Directions for this task →
Replace "quality review" with "accuracy check" in the records between the lines holding "Our annotation team needs the spider chelicera" and "0 241 1024 766", inclusive. Return only those lines, with everything else left unchanged.

Information shown →
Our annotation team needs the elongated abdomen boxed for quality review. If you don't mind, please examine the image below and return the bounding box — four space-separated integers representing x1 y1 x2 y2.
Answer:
--
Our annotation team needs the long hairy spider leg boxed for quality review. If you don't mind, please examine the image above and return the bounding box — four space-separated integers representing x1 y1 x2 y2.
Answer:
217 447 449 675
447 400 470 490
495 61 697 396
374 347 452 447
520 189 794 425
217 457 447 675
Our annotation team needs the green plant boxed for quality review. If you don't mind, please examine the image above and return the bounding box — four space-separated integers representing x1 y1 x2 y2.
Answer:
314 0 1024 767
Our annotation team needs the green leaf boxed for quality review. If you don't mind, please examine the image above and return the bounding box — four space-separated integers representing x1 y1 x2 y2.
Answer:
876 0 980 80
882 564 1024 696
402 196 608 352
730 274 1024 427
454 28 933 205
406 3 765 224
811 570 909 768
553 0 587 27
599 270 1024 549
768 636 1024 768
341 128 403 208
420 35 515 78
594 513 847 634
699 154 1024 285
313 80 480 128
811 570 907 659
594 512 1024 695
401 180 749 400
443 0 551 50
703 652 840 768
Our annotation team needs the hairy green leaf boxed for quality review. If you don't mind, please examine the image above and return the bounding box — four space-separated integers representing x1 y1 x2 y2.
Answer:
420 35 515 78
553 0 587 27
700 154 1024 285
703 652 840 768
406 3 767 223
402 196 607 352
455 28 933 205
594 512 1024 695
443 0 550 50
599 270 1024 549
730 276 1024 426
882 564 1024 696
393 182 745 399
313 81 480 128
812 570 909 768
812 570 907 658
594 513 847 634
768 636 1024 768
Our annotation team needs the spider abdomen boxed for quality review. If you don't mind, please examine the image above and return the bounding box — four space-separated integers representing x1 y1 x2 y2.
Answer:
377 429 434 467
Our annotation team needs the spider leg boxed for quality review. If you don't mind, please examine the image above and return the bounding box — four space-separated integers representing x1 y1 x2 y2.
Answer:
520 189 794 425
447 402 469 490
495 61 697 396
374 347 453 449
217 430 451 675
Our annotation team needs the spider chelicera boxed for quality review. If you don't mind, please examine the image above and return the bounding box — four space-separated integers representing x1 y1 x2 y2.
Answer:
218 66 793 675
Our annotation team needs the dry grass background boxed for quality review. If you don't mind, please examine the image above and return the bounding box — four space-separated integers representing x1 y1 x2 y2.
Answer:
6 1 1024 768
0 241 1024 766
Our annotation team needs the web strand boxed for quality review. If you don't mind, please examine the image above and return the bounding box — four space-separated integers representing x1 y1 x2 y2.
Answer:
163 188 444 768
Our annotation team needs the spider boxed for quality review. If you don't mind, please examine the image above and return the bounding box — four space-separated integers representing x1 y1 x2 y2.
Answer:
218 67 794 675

Answer to this problem →
Our annotation team needs the spider chelicera boxed for accuracy check. If you don't mind, please examine the image above and return the bounding box — four space-separated integers representing x1 y1 x2 y2.
Answer:
218 66 793 675
Our annotation team needs the dry grass background boxed for accuracy check. If you don't mind, please examine the image above and return the bounding box — four space-separated integers representing x1 y1 x2 y2.
Answer:
6 1 1024 768
0 241 1024 766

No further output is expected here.